• What you will do: Find the line containing "If you could locate the dark vertical". Retype it and every line after it through the end of the entries, exactly as written, with nothing added.

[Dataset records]
_____

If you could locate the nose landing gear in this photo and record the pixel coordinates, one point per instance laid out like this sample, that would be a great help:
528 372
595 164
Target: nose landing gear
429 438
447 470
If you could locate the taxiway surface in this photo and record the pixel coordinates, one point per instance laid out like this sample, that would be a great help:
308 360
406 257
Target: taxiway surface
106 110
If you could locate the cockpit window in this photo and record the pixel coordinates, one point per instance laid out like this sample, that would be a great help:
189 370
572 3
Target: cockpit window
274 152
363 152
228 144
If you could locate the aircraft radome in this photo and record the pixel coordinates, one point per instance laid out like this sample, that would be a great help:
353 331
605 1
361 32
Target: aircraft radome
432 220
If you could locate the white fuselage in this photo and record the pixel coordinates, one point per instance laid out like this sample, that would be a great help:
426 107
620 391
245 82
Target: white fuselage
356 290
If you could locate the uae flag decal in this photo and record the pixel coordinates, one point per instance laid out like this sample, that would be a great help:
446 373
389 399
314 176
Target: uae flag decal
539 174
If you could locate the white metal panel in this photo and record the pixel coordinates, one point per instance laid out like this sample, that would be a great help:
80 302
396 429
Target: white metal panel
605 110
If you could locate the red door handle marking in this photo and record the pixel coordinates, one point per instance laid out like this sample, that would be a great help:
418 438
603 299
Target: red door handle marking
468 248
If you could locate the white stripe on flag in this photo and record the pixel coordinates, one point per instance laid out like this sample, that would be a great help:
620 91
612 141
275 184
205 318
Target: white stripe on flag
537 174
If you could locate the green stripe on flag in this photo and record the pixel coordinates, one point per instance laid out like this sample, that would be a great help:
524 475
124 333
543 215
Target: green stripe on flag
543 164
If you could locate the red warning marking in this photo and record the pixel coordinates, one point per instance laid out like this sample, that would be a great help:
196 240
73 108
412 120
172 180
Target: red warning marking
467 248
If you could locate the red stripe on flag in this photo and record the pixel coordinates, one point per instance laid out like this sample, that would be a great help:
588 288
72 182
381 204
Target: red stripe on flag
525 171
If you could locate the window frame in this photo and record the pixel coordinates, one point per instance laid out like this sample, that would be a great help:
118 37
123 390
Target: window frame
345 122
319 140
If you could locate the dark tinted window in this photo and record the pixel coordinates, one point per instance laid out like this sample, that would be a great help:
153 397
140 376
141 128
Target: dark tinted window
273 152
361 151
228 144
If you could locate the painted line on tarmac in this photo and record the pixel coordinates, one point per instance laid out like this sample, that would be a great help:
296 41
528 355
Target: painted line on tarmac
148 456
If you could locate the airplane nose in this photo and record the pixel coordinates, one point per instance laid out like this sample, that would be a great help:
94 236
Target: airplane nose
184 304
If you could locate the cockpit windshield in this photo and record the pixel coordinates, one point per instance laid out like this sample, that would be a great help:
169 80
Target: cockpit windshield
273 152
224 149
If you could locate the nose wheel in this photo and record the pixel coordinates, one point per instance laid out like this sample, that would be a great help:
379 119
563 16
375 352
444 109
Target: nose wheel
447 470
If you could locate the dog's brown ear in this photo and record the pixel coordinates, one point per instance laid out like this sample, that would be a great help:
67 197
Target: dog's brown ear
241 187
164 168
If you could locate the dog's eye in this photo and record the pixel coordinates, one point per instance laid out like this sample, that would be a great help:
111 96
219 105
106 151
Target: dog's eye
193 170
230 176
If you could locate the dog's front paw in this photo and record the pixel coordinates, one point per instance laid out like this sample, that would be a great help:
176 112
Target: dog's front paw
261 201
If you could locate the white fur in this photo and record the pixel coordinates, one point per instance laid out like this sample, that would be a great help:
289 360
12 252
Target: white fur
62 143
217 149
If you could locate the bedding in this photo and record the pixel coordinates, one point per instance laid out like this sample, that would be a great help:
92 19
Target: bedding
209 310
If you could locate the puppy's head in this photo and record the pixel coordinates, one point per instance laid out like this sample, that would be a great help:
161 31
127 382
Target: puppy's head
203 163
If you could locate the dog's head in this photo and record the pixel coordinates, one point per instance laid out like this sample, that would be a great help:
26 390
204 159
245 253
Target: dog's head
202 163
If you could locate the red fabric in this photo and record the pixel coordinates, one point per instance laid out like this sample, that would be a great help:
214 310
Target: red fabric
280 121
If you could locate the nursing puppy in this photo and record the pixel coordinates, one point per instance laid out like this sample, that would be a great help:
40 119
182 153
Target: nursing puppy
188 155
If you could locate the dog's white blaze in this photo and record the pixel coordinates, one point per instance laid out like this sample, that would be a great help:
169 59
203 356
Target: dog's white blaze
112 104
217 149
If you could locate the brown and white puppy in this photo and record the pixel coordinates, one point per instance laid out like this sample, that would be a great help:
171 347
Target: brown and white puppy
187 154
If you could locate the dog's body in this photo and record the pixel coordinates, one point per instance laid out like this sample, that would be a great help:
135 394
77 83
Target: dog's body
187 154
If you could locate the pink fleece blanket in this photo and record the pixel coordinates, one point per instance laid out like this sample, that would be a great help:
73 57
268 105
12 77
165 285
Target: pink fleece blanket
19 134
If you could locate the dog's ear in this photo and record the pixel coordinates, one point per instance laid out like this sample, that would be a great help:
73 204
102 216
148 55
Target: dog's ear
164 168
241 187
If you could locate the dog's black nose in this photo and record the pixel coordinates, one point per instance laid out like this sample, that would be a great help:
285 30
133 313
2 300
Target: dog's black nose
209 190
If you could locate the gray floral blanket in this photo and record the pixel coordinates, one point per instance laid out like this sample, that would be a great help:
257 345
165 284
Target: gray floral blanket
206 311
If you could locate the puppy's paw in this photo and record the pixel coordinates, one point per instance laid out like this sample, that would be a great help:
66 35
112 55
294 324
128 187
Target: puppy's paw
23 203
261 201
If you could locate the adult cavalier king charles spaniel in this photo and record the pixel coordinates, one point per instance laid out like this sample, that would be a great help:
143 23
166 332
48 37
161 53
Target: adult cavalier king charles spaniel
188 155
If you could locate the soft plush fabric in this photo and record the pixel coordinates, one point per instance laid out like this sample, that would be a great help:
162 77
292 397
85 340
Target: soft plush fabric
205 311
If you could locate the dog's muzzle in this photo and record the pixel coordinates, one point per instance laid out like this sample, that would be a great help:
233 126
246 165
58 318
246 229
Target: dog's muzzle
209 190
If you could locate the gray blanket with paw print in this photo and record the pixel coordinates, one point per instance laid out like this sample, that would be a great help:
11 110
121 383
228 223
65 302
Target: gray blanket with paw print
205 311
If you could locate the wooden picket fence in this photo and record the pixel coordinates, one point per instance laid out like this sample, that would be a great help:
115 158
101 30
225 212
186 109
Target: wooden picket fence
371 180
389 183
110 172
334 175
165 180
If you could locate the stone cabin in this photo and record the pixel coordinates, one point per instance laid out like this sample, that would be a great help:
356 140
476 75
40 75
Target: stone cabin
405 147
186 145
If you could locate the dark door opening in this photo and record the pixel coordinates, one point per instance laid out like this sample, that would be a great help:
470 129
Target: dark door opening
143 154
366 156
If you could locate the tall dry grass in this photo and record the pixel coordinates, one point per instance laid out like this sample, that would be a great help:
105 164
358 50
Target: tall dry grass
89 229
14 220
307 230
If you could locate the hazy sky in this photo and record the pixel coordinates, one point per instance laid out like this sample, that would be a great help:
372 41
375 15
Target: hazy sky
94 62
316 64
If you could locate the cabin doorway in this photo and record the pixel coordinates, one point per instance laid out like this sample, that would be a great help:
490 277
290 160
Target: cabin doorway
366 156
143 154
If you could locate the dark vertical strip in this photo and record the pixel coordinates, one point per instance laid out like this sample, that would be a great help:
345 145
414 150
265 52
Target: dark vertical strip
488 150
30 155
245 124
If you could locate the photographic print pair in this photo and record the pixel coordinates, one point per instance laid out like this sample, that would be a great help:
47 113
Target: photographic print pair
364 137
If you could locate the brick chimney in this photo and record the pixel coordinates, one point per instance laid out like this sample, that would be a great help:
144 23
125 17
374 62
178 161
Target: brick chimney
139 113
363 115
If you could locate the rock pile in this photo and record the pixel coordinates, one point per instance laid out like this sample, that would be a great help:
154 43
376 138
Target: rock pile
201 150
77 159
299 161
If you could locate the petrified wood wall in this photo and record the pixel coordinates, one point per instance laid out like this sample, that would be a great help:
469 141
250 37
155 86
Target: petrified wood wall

_____

• Worked solution:
If you could locate the dark vertical strip in this photo and record the pixel coordinates, one point per instance laid out like this sample, that would be a great help:
345 145
414 150
265 52
Target: dark vertical strip
488 150
30 155
245 124
If you could locate the photographic print pair in this photo and record the pixel coordinates, one point per instance laid out like this sample, that would be a great help:
47 113
Target: photographic print pair
364 137
If you could locate the brick chimney in this photo and record the pixel coordinates, one point per instance laid out like this sample, that would be a great help:
144 23
125 17
374 62
178 161
Target: brick chimney
139 113
363 115
If you could locate the rock pile in this photo and record the pixel coordinates, one point per instance laid out like this sample, that would be a great help:
154 43
376 138
Target: rock pile
201 150
77 159
299 161
If you could locate the petrified wood wall in this photo and record the pixel coordinates, one point per instance laid out like this sample, that would be a great help:
469 141
250 37
155 86
Target: petrified wood wall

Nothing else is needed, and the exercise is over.